__Problem to solve__. From the material below, copy out each line with the word "stack" in it.
——————————
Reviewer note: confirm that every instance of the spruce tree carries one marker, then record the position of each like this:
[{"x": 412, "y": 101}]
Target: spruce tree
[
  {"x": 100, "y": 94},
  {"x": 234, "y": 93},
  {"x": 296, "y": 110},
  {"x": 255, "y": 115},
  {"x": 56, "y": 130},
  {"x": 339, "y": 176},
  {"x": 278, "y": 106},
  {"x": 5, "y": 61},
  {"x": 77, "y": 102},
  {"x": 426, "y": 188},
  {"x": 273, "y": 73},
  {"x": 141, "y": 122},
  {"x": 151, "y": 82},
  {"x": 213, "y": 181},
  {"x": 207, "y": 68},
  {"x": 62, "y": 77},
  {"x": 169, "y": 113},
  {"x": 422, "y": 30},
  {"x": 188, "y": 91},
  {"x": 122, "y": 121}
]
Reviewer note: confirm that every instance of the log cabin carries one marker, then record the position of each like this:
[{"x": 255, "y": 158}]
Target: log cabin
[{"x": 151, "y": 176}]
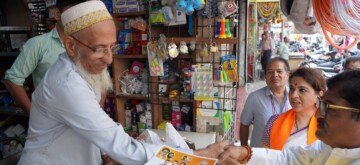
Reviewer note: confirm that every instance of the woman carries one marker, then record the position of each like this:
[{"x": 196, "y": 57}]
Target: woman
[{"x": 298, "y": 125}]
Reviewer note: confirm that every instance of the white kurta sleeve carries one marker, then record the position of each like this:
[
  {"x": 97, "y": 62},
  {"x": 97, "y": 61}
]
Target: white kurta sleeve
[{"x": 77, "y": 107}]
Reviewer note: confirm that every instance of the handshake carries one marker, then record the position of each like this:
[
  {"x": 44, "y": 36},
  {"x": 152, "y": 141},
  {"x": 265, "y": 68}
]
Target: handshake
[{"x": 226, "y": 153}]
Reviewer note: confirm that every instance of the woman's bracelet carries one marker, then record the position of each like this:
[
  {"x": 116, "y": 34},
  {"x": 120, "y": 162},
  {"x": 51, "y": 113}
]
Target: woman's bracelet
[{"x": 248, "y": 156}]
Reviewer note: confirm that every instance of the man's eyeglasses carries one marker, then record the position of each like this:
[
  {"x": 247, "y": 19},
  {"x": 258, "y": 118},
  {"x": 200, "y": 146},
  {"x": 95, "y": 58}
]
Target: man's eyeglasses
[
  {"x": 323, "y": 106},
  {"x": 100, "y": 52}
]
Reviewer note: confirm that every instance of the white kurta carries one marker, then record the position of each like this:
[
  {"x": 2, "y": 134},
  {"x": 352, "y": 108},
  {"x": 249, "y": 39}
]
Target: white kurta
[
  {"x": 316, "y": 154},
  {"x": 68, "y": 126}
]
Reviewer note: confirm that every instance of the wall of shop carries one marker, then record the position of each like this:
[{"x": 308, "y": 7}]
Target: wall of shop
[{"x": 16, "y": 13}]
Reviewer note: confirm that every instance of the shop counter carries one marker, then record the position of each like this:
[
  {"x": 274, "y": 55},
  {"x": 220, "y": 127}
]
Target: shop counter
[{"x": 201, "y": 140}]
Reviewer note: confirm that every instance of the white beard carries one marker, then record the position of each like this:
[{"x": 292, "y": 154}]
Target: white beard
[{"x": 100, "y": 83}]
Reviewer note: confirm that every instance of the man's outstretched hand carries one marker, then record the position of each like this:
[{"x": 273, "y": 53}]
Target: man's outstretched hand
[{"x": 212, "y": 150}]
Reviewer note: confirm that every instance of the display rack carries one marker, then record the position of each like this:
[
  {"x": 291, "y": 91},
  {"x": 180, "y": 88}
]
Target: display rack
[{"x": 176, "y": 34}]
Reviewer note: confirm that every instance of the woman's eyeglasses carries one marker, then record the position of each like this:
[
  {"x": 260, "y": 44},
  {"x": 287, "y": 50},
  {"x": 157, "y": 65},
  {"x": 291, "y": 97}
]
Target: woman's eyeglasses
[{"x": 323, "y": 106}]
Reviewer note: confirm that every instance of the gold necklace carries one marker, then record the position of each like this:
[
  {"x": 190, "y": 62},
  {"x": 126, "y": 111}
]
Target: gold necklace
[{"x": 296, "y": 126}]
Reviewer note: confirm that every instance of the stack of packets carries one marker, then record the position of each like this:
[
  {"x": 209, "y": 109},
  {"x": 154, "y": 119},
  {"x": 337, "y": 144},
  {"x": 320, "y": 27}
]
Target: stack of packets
——————————
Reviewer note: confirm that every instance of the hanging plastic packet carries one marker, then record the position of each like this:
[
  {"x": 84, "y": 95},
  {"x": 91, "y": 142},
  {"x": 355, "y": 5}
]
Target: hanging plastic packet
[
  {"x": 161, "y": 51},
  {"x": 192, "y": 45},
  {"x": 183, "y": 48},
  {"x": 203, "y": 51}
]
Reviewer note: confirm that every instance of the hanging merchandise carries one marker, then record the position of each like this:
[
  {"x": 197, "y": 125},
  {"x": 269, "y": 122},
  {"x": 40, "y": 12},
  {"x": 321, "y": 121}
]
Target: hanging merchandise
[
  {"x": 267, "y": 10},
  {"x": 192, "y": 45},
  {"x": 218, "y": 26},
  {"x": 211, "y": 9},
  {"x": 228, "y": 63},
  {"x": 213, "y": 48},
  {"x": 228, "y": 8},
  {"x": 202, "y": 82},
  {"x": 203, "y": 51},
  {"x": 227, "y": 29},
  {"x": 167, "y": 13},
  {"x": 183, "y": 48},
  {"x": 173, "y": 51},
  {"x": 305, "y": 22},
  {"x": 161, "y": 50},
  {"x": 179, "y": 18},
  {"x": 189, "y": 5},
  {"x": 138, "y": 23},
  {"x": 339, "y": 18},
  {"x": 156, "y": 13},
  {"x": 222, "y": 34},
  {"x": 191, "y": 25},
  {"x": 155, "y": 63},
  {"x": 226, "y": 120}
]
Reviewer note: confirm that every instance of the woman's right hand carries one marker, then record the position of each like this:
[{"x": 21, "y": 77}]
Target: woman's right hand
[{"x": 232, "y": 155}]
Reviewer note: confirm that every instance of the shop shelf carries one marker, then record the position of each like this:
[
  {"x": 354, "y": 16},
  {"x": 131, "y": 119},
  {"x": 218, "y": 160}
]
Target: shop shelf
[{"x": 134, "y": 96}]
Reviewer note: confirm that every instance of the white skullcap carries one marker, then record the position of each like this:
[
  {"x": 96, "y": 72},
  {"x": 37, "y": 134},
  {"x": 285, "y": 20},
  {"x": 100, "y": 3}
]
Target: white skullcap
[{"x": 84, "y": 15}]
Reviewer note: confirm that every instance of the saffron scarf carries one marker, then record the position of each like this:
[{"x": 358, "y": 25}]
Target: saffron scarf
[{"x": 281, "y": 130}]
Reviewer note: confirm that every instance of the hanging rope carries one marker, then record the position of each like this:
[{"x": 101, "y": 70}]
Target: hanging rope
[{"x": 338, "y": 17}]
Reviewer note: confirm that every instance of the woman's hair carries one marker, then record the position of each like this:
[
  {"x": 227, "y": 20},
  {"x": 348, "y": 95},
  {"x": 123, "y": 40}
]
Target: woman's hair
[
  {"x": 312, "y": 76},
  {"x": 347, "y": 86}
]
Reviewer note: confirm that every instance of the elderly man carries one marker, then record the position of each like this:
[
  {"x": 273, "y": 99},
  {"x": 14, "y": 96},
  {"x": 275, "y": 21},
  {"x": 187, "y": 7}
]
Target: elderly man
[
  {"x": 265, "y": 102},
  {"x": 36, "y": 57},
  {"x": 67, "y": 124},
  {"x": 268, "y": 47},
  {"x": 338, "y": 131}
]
——————————
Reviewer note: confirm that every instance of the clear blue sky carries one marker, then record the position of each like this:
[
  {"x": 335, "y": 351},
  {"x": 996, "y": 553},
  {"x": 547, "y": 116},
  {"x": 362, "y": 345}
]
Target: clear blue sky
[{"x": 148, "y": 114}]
——————————
__Worked solution__.
Reviewer note: confirm that every instance of the stack of packets carries one marker, then record the position of each like this:
Target: stack of packets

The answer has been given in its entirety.